Science Fictions is shortlisted for the Royal Society Science Book Prize, sponsored by Insight Investment
About the book
So much relies on science. But what if science itself can't be relied on?
Medicine, education, psychology, health, parenting - wherever it really matters, we look to science for guidance. Science Fictions reveals the disturbing flaws that undermine our understanding of all of these fields and more.
While the scientific method will always be our best and only way of knowing about the world, in reality the current system of funding and publishing science not only fails to safeguard against scientists' inescapable biases and foibles, it actively encourages them. Many widely accepted and highly influential theories and claims - about 'priming' and 'growth mindset', sleep and nutrition, genes and the microbiome, as well as a host of drugs, allergies and therapies - turn out to be based on unreliable, exaggerated and even fraudulent papers. We can trace their influence in everything from austerity economics to the anti-vaccination movement, and occasionally count the cost of them in human lives.

## Dataset extract
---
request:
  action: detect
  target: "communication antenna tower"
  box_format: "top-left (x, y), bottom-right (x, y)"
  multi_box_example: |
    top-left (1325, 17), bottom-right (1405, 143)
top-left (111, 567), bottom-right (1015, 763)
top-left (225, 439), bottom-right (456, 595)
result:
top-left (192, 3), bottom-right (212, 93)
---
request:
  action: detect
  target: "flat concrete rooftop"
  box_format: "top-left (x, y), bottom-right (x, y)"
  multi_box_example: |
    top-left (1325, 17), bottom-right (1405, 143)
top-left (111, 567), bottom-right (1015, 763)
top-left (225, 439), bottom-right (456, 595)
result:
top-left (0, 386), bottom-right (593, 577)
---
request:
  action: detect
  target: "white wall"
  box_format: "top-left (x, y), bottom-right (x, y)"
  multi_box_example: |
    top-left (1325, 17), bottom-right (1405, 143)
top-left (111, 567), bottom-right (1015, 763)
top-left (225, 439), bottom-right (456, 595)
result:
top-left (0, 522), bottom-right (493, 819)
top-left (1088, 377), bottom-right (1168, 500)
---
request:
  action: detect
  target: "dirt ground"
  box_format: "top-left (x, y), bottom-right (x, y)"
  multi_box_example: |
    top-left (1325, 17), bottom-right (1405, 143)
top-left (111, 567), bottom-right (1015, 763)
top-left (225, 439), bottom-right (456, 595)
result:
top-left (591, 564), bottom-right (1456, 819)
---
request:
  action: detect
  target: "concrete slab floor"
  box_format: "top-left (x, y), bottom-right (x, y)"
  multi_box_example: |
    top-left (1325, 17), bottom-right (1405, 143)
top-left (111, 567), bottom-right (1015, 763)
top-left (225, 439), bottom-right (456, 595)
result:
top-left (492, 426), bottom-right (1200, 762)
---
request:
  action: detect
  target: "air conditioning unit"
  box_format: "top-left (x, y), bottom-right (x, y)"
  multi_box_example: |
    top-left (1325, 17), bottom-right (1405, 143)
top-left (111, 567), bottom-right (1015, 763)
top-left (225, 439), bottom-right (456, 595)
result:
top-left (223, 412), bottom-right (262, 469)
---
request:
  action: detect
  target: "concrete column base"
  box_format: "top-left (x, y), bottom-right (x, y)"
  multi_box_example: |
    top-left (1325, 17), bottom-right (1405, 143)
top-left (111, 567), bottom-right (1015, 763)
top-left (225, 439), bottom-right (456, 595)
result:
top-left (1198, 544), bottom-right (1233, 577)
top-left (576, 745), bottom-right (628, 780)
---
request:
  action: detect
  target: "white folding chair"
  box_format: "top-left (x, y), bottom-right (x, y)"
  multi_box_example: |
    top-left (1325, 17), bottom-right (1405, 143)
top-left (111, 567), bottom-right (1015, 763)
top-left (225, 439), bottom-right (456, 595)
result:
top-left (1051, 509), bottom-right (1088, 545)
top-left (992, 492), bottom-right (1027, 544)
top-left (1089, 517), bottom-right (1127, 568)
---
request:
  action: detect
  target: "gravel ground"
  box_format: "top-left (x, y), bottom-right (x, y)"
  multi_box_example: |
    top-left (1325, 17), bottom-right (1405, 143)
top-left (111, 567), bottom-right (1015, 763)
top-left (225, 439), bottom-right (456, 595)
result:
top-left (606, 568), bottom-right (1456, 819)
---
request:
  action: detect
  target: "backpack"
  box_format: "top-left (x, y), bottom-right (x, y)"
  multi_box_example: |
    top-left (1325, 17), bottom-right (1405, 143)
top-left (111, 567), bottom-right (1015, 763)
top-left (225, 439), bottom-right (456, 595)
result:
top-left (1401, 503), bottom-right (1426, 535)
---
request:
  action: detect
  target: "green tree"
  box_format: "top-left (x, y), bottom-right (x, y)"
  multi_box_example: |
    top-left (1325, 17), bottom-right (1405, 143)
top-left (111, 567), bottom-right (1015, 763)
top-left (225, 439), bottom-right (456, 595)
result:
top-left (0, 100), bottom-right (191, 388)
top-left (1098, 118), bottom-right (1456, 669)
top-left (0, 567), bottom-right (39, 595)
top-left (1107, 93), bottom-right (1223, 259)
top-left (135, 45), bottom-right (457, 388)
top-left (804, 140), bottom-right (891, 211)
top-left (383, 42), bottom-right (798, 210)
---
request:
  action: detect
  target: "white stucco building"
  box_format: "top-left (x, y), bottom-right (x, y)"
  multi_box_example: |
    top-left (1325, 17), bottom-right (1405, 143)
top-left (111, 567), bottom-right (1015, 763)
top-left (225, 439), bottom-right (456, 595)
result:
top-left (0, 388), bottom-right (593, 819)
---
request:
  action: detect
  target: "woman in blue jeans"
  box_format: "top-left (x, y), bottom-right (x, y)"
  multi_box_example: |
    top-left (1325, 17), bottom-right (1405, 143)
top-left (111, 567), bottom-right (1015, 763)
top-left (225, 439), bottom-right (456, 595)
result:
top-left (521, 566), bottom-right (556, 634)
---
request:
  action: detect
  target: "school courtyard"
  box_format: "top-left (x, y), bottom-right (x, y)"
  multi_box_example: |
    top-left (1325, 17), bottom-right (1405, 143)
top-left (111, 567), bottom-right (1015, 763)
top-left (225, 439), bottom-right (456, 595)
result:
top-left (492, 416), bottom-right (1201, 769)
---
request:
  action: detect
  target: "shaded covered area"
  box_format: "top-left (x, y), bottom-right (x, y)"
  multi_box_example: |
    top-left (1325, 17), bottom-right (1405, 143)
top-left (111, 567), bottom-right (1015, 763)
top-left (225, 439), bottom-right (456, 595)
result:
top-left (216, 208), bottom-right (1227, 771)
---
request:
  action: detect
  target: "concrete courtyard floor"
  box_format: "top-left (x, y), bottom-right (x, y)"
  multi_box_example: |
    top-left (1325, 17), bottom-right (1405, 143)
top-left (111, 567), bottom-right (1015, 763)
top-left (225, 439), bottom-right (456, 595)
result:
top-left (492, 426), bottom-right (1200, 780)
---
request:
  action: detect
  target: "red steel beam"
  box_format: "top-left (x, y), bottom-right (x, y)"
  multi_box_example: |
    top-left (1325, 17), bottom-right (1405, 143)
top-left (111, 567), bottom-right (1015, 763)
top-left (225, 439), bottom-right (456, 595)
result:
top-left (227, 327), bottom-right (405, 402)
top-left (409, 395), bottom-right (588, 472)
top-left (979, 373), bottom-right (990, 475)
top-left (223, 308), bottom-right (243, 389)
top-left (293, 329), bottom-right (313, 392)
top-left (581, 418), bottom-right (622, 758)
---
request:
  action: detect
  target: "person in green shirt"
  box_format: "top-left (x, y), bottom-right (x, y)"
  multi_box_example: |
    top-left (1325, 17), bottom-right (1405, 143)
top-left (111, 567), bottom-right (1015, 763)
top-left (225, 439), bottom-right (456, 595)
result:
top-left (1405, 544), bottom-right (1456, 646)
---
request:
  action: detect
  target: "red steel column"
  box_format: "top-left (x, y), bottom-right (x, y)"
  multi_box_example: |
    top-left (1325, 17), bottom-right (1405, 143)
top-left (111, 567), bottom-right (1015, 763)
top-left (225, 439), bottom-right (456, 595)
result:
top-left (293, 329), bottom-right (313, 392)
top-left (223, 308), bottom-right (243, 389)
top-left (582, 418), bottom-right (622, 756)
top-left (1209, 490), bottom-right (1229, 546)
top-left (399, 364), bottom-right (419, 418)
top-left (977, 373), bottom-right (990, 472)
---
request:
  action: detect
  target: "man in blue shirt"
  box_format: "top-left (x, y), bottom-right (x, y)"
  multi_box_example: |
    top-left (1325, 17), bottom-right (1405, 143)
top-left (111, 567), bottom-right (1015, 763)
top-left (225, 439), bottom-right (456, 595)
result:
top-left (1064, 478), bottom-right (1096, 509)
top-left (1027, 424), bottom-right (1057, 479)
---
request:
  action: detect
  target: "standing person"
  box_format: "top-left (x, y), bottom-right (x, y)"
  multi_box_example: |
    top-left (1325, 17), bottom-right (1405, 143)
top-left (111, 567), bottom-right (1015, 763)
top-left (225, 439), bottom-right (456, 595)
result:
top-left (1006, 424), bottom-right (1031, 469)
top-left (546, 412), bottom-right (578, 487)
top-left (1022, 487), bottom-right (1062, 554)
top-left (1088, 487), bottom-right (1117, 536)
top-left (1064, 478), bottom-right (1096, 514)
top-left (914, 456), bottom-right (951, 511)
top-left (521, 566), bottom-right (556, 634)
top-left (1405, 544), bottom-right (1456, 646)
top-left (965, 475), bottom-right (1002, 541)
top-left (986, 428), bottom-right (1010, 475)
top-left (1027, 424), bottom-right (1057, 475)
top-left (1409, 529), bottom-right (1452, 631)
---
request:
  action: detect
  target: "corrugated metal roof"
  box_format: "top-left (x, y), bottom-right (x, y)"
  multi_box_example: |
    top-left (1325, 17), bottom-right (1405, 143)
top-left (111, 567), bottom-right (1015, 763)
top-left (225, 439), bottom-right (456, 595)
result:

## Exercise prompt
Answer these questions from the Science Fictions book description:
(a) Which prize is the book shortlisted for, and who sponsors it?
(b) Which two theories does the description set in quotation marks?
(c) What does the description call the scientific method?

## Result of the task
(a) The Royal Society Science Book Prize, sponsored by Insight Investment.
(b) 'Priming' and 'growth mindset'.
(c) Our best and only way of knowing about the world.